→ **Task**: Return all the data below as it stands, minus the pictures.

→ **Supplied material**:
---*---

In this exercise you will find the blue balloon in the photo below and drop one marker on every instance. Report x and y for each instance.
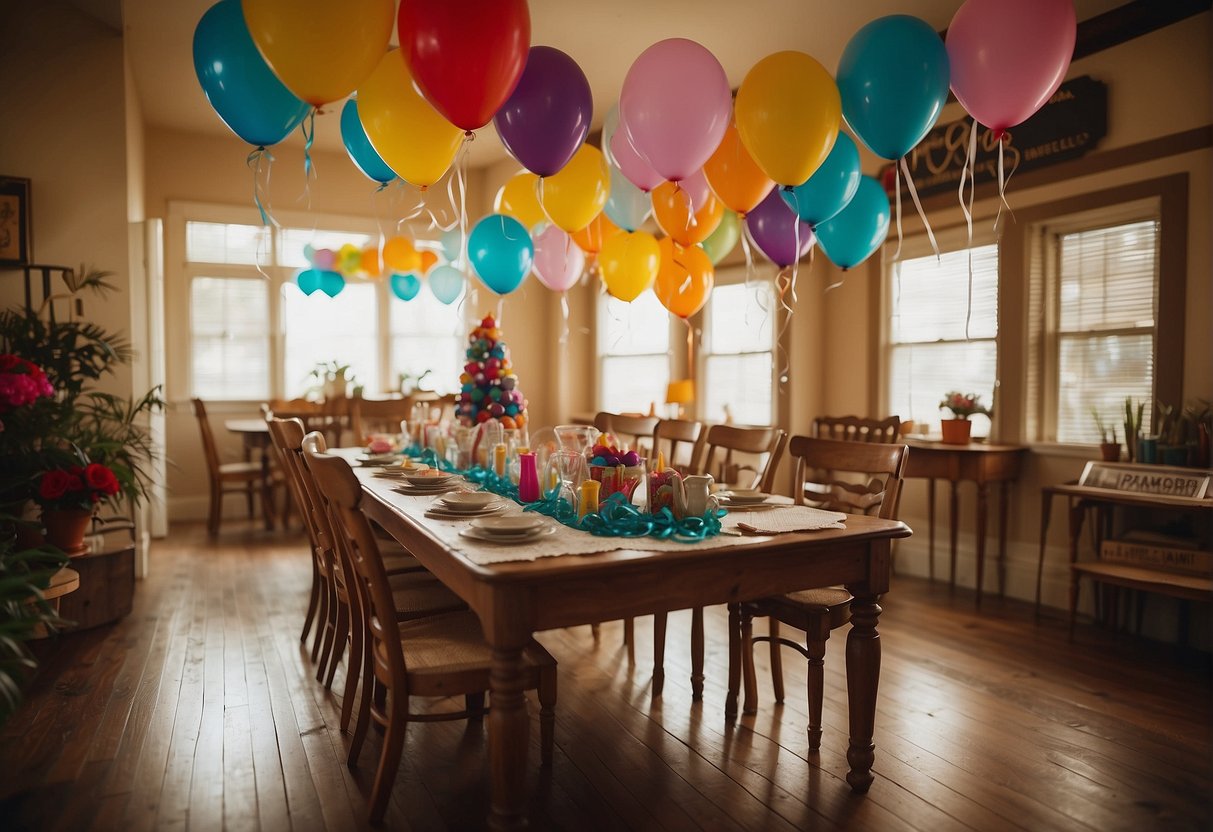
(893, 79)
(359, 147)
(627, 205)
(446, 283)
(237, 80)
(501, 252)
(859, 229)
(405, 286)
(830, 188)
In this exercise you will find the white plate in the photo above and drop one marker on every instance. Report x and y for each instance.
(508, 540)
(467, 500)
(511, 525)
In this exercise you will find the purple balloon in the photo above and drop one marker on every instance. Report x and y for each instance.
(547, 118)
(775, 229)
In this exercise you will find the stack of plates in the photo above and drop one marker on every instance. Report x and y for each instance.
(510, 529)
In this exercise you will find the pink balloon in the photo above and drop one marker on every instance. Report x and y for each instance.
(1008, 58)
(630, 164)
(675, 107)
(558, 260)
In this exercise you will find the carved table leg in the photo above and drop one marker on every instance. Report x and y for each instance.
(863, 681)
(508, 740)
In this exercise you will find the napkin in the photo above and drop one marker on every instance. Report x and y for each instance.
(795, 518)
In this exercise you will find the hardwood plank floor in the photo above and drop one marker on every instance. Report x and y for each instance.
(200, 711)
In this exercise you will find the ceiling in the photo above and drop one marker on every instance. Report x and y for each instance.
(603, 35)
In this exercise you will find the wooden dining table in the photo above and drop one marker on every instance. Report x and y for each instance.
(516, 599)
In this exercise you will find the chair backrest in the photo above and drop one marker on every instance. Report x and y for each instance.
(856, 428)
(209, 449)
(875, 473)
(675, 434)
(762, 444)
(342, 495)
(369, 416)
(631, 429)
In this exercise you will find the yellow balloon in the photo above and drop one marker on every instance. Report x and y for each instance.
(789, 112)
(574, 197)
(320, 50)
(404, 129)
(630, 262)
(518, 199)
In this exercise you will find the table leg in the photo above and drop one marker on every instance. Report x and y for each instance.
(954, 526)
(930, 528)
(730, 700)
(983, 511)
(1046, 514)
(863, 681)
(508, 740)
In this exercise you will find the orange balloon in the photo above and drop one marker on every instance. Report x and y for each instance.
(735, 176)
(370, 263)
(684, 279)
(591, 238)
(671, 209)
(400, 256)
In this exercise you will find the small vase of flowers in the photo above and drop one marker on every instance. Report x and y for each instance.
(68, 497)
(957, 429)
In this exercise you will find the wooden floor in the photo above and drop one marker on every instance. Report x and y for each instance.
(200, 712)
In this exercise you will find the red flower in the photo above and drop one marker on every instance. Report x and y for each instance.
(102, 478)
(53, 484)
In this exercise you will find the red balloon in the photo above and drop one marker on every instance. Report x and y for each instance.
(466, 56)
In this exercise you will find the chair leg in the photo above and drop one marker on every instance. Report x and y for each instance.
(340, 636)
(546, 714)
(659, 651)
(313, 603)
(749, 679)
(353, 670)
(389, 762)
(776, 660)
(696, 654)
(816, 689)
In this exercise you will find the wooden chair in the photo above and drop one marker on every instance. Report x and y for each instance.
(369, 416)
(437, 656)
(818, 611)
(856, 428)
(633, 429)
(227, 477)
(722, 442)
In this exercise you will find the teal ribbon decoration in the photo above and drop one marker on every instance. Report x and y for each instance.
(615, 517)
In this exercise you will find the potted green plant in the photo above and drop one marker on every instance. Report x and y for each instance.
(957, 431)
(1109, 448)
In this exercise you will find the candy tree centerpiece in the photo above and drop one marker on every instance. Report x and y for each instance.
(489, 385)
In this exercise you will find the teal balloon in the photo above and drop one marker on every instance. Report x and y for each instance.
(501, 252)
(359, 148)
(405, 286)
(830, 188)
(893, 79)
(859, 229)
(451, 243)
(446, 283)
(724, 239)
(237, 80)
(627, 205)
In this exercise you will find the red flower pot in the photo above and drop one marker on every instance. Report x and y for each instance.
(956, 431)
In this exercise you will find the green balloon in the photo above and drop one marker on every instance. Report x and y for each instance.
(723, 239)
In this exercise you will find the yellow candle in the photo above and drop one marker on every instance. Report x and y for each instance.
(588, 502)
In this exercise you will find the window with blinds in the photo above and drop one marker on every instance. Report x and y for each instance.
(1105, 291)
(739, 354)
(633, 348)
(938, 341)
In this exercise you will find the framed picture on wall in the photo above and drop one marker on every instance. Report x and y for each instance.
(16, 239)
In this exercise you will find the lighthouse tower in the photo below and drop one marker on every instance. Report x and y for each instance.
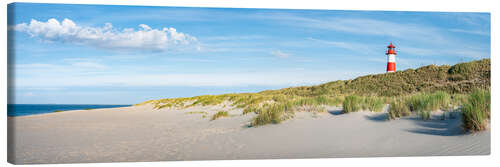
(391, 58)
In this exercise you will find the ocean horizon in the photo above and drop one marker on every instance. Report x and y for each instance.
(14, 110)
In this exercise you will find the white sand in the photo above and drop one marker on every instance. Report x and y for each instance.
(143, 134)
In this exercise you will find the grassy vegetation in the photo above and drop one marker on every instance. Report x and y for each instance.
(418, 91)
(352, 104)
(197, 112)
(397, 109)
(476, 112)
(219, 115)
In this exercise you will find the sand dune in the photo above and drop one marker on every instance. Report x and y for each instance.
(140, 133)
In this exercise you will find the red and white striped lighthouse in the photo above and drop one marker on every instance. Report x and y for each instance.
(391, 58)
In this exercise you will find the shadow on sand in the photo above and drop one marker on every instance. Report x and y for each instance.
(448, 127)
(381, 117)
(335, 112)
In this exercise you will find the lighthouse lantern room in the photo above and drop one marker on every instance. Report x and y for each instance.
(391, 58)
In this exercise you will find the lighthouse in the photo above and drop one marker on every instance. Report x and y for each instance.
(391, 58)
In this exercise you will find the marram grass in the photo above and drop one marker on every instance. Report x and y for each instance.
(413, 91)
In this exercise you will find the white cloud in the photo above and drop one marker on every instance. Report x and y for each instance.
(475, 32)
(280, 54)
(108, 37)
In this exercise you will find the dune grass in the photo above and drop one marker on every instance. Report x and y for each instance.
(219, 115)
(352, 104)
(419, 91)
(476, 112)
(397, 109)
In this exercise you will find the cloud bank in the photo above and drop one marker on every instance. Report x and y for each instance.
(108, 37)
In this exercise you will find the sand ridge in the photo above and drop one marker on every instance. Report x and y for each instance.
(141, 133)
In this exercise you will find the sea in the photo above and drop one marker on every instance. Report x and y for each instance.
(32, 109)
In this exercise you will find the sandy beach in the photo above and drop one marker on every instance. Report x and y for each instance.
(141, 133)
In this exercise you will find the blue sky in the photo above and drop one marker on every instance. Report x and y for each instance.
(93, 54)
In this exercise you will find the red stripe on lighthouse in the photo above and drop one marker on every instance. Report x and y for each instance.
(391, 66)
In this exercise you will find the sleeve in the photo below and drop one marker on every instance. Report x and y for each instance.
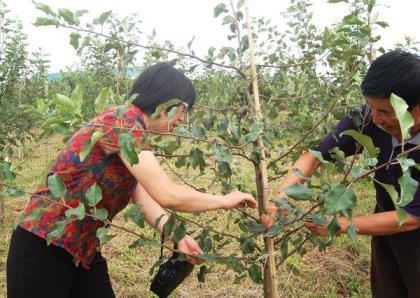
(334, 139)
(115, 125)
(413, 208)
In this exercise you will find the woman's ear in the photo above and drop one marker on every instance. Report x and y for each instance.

---*---

→ **Task solution**:
In this exercise you will find the blue balloon in the photo below and drop one marker on every instance. Report x and y for each instance.
(893, 79)
(359, 147)
(627, 205)
(446, 283)
(237, 80)
(501, 252)
(859, 229)
(405, 286)
(830, 188)
In this exercise you will find the white plate in the photo above and drop one marker on every instance. Report x and y for each instance.
(508, 540)
(467, 500)
(511, 525)
In this exercise you will find the purple balloon in the photo above and drop one marker on every instance. Report x and y for each instance.
(547, 118)
(775, 229)
In this exercise you will find the stack of plates in the photo above and drop one marker on every instance. Report x and y for each instance.
(510, 529)
In this exercise you will find the pink balloon in the photo above and drop one marker on every instance. Report x and y for each instance.
(1008, 58)
(630, 164)
(675, 107)
(558, 260)
In this exercise you will find the carved table leg in the photo above and drop one marker on every instance. Report x and y for each instance.
(863, 681)
(508, 740)
In this exercise you will find the napkin in the photo above and drop one marker on every instance. Report x and y for each instance.
(795, 518)
In this exercise you will find the hardwood plank floor in the photo above and drop one marker on every instance. Report x and y for each instance.
(200, 711)
In this exercise you will find the ceiling in the photo above and drop one marker on every instance. Report x and y for each instance.
(603, 35)
In this exercise you will find the wooden dining table in the photo above and drop one marker on every instance. Report x and y for each instance.
(516, 599)
In this exercise you will find the chair backrest in the photo above and drop one marker on every instance. Report x and y for each instance.
(856, 428)
(209, 449)
(875, 473)
(675, 434)
(762, 444)
(342, 495)
(369, 416)
(631, 429)
In this exercise you will find the yellow balloon in the photo above and drop one marker on every instance. Report x and y for each instance.
(789, 112)
(574, 197)
(320, 50)
(404, 129)
(630, 262)
(518, 199)
In this exercise you will find the table leg in the photo above and drop one marker on every instance. Report x and y for each instance.
(954, 526)
(930, 528)
(730, 700)
(983, 511)
(1046, 514)
(863, 681)
(508, 740)
In this exercise you will find the orange balloon in the photo above and drop one marker on every instance. Report x and y for each instance.
(735, 176)
(370, 263)
(684, 279)
(591, 238)
(671, 209)
(400, 256)
In this exercise you will find the small vase of flowers in the photo above and drop one marker on every instance. Report x and y for each instance.
(68, 497)
(957, 429)
In this exercise you will find the wooden floor in the photo above and drop one marker on every instance. Report x and y for each instance.
(200, 712)
In this exercise you will find the red flower in the photo above and drop one marker on every instance. Report x and y for each instance.
(102, 478)
(53, 484)
In this exercise you will find the red balloon in the photo above and drop one marker on every instance. Report x and y for each instance.
(466, 56)
In this exercise you will find the chair leg in the photo above and drop one marker on every instance. Report x and y for each instance.
(340, 636)
(546, 714)
(659, 651)
(313, 603)
(749, 679)
(353, 670)
(389, 762)
(776, 660)
(696, 654)
(816, 689)
In this exercise you will find the wooden chair in the photo above and drop one marker on every instance. Report x and y for each instance.
(369, 416)
(437, 656)
(818, 611)
(856, 428)
(633, 429)
(227, 477)
(722, 442)
In this exercise you will find the teal ribbon decoration in the photo above and drop one marker on every instance. Report x and y for each instance.
(615, 517)
In this exercise you will find the potted green plant in the photo above and drop one marker on every instance. Report x and y for each instance.
(957, 431)
(1109, 448)
In this exercise you will find the candy tree centerpiece in the photo above and drop one marker on every instance. Report x and y for each instance.
(489, 385)
In this exercise you will find the teal balloon in the photo above and drop one marker on every instance. Report x and y for each instance.
(501, 252)
(359, 148)
(405, 286)
(830, 188)
(893, 79)
(859, 229)
(451, 243)
(446, 283)
(724, 239)
(237, 80)
(627, 205)
In this exercise you will find the red flower pot in the photo above and drop one marker on every instance. Report x and y for each instance.
(956, 431)
In this exercise you will find the green balloon in the photo above and drop one marker on every instance. Report x and y for each instance.
(723, 239)
In this exercise you will find the yellow candle in the photo above and drop one marker on every instance. Report x and y for each instance.
(588, 502)
In this exercise you will find the window with blinds in the photo above and drop one marker on every instance. Report x and y for each instance.
(1105, 291)
(739, 354)
(633, 348)
(938, 341)
In this exercise you will find the framed picture on wall in the photo above and drop one marker on every instance. Report x and y for each instance.
(16, 239)
In this exercise you will find the lighthouse tower in the photo below and drop one marker on every instance. Report x and y for each instance.
(391, 58)
In this exercise you will find the ocean horizon in the photo above and drop one marker on every instance. Report x and y for each instance.
(14, 110)
In this exercise you will find the white sand in the photo above and drop one marker on every instance. Report x and y for each instance.
(143, 134)
In this exercise you will find the grassy vegetation in the photo above and drop one marker on every instance. Report x and y for each instance.
(418, 91)
(352, 104)
(197, 112)
(397, 109)
(476, 112)
(219, 115)
In this exercise you will find the sand dune in the photo above and drop one marker on every instance. Report x and y for each instance.
(140, 133)
In this exercise you will find the red and white striped lighthouse in the photo above and drop one marker on every instance. Report x and y for each instance.
(391, 58)
In this exercise you will find the shadow on sand in the photo above and drop one marker on every instance. Report x and y for each instance.
(448, 127)
(381, 117)
(335, 112)
In this exercise you will find the lighthouse lantern room in the photo above and drop one marker on every instance. Report x and y for each instance.
(391, 58)
In this exercise you will find the lighthouse in the photo above and drop one marker on every instance. Report x and y for each instance.
(391, 58)
In this exercise you will find the marram grass in the photo above and drop one marker on every instance. Report x and y for each instance.
(413, 91)
In this exercise you will find the white cloud in the photo above and drop one marker on every instance. Report x and y for each instance.
(475, 32)
(280, 54)
(108, 37)
In this exercise you will find the dune grass in the photo above and drop one marker on every instance. Report x and y for each instance.
(219, 115)
(352, 104)
(419, 91)
(476, 112)
(397, 109)
In this exercise you will find the cloud bank in the photo above and drop one marker on every instance. Report x and y for each instance.
(108, 37)
In this exercise you will find the sand ridge in the photo above and drop one marker on every instance. Report x and y for each instance.
(141, 133)
In this exercise you will find the sea in the photo above and drop one marker on every instance. Report x and y for each instance.
(32, 109)
In this exercise you will find the sandy beach in the photo above and drop one marker on every instance. Report x and y for each instance.
(141, 133)
In this exercise you will find the blue sky in the photo above and drop one marker on every instance. Report x and y for each instance.
(93, 54)
In this exercise you will find the red stripe on lighthouse in the photo above and drop one marker on every instance. Report x and y for each instance.
(391, 66)
In this exercise you will find the sleeve in the photo below and drop one marker on every instance. Report x and y for each instance.
(334, 139)
(115, 125)
(413, 208)
In this exercise you will find the woman's ear in the photo above and drop one marker on every instance. Report x and y for each instance.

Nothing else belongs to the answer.